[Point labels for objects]
***

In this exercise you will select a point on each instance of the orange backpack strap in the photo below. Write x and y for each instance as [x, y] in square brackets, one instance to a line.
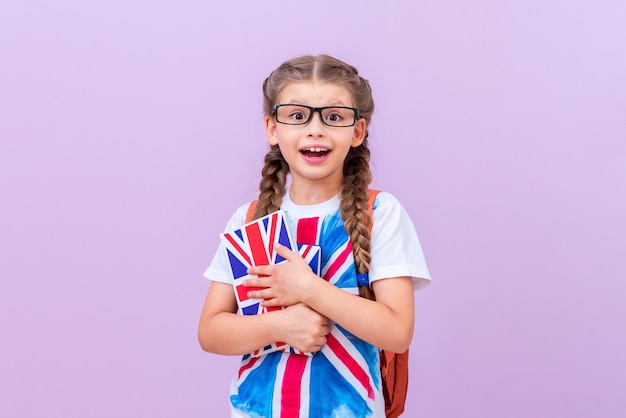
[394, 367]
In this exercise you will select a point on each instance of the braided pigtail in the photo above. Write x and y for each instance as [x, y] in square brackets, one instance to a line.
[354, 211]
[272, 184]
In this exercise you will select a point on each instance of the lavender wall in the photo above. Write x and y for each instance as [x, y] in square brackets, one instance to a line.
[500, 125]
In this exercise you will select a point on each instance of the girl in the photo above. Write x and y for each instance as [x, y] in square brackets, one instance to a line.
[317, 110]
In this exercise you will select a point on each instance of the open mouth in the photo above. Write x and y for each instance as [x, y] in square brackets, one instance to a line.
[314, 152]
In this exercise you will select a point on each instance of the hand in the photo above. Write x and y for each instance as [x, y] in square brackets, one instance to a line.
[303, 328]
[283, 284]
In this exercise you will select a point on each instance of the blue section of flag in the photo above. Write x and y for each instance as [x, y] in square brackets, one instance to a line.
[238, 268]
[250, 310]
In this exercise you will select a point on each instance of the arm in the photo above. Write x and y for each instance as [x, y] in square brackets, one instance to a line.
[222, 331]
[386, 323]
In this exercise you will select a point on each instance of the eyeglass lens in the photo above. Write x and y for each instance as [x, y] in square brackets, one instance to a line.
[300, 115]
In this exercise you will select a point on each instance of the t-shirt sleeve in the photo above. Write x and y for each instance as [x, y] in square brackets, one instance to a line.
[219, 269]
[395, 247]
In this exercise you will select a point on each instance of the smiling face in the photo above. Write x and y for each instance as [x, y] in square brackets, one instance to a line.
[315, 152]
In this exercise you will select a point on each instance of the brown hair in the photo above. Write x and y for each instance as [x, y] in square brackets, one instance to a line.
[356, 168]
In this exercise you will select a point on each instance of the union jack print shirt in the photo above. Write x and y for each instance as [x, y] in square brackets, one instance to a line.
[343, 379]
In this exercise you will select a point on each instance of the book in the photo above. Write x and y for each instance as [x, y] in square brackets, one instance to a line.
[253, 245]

***

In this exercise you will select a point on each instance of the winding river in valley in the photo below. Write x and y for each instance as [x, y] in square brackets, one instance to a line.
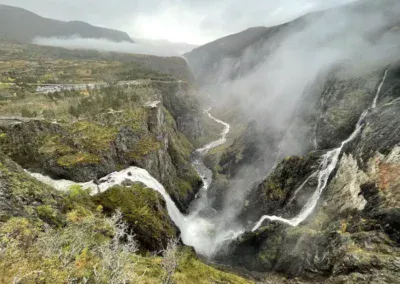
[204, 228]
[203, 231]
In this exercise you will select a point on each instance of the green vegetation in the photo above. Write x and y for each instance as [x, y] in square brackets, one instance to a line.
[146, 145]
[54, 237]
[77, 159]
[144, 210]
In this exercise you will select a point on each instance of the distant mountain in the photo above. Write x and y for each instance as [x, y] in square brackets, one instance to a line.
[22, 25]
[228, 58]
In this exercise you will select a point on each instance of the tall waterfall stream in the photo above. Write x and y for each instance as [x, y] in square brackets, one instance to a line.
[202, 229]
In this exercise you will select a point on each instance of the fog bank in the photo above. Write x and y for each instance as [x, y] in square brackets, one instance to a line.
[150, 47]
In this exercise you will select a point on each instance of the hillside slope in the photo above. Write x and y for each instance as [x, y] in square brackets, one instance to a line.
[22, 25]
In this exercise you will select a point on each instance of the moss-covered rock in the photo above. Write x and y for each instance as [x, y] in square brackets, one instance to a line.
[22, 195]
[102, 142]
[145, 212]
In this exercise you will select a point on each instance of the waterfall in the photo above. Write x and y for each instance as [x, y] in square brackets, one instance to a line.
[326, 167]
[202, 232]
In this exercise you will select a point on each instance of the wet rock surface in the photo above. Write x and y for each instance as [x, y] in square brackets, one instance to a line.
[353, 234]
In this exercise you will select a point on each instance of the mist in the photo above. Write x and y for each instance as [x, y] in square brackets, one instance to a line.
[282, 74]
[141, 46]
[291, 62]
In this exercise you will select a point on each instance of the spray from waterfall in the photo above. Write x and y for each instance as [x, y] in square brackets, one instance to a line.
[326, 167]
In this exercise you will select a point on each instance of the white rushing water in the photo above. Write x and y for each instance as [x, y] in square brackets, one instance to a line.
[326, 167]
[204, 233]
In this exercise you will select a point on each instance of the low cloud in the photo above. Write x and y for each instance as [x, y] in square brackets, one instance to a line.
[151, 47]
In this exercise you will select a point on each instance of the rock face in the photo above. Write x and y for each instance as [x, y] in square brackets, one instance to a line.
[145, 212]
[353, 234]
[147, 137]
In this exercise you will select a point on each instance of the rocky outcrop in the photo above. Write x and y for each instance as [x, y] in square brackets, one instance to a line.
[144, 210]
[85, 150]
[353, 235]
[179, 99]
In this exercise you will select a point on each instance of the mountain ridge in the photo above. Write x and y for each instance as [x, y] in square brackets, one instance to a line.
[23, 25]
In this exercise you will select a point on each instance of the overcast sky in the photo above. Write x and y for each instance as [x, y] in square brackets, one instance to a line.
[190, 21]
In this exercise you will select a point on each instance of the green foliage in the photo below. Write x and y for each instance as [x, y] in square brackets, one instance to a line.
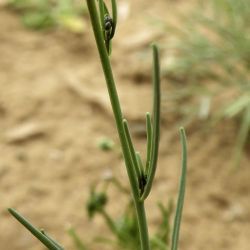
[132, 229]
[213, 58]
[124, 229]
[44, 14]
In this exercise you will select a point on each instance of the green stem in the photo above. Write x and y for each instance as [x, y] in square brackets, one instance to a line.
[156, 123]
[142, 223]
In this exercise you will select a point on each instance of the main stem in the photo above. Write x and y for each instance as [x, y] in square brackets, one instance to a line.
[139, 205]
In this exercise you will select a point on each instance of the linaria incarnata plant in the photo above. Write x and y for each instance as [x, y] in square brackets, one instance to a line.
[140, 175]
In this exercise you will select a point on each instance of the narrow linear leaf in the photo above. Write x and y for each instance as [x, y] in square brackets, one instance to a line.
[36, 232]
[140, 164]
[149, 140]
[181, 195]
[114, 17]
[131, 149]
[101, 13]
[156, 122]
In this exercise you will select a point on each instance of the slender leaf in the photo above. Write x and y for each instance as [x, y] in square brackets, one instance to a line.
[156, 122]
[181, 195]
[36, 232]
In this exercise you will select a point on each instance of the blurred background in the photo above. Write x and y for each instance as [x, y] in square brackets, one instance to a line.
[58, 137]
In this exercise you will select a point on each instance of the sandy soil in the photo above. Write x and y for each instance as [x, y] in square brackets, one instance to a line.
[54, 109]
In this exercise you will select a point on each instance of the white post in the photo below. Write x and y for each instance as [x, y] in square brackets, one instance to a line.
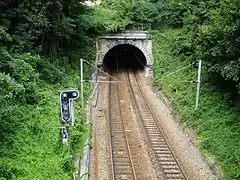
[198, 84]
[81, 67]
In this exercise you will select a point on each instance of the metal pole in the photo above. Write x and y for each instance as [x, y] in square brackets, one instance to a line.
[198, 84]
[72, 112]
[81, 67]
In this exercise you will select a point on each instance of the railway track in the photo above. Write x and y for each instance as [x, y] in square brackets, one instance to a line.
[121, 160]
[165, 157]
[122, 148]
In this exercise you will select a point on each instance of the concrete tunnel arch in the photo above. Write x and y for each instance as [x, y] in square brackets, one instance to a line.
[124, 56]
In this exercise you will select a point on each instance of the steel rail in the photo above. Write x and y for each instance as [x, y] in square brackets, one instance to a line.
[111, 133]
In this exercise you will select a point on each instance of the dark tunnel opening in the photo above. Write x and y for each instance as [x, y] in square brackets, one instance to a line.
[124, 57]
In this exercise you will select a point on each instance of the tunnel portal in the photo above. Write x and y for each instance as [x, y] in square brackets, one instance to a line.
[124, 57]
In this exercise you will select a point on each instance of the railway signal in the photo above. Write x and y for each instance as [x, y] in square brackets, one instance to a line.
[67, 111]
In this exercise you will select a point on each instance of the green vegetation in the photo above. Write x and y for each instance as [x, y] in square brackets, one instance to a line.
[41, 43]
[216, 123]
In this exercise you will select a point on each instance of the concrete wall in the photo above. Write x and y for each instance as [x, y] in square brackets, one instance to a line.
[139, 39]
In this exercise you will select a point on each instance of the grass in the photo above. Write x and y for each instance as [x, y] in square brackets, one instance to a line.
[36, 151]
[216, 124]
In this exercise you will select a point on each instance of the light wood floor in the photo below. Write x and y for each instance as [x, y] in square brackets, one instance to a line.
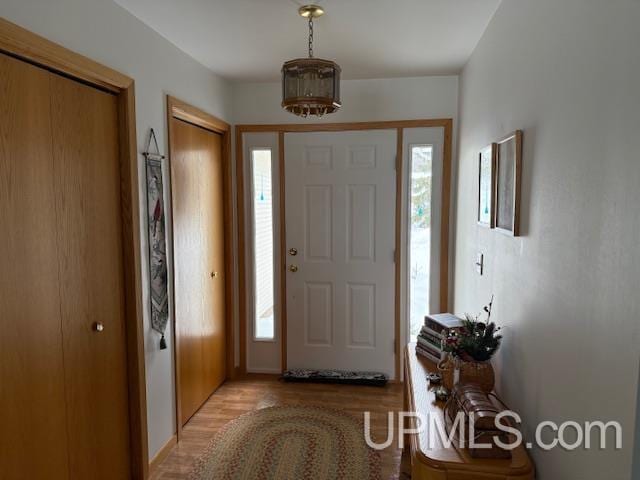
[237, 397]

***

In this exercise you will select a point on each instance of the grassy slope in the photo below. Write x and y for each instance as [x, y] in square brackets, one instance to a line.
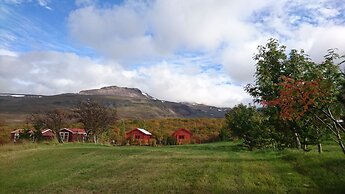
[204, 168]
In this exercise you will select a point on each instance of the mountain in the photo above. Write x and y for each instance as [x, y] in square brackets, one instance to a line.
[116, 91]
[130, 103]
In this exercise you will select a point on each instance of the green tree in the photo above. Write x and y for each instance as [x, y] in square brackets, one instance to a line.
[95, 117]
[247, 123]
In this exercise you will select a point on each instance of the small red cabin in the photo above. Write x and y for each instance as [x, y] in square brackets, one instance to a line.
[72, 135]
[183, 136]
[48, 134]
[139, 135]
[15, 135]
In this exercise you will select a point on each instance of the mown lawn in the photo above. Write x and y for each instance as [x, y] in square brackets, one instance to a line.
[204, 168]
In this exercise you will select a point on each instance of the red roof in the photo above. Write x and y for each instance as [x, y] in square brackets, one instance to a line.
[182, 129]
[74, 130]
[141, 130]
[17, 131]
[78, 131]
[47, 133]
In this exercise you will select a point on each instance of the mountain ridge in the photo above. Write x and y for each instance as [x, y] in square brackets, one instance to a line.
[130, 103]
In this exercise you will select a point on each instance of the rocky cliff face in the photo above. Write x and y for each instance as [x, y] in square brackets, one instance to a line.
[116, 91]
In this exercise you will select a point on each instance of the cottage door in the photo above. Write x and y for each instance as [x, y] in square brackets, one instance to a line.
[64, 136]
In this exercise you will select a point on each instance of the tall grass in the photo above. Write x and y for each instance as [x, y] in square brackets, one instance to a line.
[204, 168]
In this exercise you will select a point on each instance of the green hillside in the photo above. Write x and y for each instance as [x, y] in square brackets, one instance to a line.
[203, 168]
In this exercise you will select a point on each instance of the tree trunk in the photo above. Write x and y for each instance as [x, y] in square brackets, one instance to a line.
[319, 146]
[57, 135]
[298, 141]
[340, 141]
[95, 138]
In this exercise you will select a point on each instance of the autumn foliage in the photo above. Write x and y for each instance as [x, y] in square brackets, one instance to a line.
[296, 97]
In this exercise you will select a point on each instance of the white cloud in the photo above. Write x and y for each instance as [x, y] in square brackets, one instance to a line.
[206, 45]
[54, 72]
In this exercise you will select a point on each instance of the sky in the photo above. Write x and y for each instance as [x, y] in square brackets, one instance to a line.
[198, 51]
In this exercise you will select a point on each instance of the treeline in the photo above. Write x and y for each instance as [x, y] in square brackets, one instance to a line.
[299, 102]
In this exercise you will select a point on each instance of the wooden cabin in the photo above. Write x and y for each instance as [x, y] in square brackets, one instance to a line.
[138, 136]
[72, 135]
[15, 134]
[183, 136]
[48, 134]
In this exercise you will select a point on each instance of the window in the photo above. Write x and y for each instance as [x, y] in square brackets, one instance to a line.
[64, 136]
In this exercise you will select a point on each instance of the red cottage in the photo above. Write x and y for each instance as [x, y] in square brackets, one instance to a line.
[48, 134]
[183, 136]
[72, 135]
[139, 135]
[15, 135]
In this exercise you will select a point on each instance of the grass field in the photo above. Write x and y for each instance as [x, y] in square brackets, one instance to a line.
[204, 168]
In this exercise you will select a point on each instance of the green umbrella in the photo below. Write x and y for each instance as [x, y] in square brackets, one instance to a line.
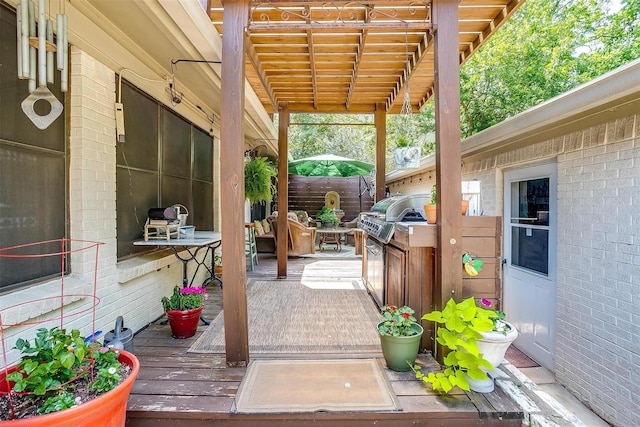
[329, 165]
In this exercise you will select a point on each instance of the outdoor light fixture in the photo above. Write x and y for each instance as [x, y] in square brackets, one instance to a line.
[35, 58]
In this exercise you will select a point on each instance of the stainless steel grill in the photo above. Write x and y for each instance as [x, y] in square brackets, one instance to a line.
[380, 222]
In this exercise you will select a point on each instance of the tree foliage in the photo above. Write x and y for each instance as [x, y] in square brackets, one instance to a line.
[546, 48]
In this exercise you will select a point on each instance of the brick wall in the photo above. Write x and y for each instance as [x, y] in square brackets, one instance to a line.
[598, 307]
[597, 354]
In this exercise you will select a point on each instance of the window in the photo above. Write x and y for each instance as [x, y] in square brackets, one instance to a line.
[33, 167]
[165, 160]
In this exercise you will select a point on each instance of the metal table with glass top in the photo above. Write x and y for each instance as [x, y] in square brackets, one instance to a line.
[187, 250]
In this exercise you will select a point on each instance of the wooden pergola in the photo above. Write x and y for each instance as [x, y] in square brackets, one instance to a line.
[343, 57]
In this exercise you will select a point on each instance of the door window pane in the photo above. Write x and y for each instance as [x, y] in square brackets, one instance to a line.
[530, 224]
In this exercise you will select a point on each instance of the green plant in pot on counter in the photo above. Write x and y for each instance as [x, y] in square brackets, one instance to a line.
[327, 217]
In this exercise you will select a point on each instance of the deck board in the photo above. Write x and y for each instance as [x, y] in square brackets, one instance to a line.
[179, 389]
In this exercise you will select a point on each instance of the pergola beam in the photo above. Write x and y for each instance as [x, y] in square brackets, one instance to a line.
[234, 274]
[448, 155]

***

WRITTEN EXERCISE:
Show every line of the data above that contains the string "steel", matching case exactly.

REPLY TO THE EXERCISE:
In this exercise you will select a point on each instance of the steel rail in the photo above. Write x and y for each instance as [x, y] in square brackets, one instance to a line.
In this exercise you will select a point on each instance of the stainless steel grill in the photo above. Write x and y for each instance as [x, y] in square brackets, one instance to a line.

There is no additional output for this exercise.